What is expected:
Give the number of lines in the listing that contain the word "like", and nothing besides.
Exercise data section start
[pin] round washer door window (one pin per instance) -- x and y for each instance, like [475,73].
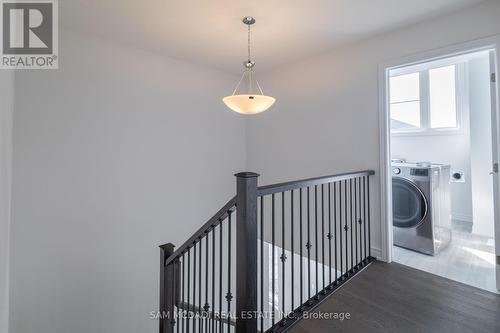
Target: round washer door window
[409,205]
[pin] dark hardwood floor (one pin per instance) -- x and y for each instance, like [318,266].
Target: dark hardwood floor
[397,298]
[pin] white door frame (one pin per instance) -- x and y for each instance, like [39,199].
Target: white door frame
[490,43]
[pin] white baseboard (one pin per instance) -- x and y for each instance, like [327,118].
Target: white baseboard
[377,253]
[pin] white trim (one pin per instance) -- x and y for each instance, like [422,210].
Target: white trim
Exercise data section end
Written solution:
5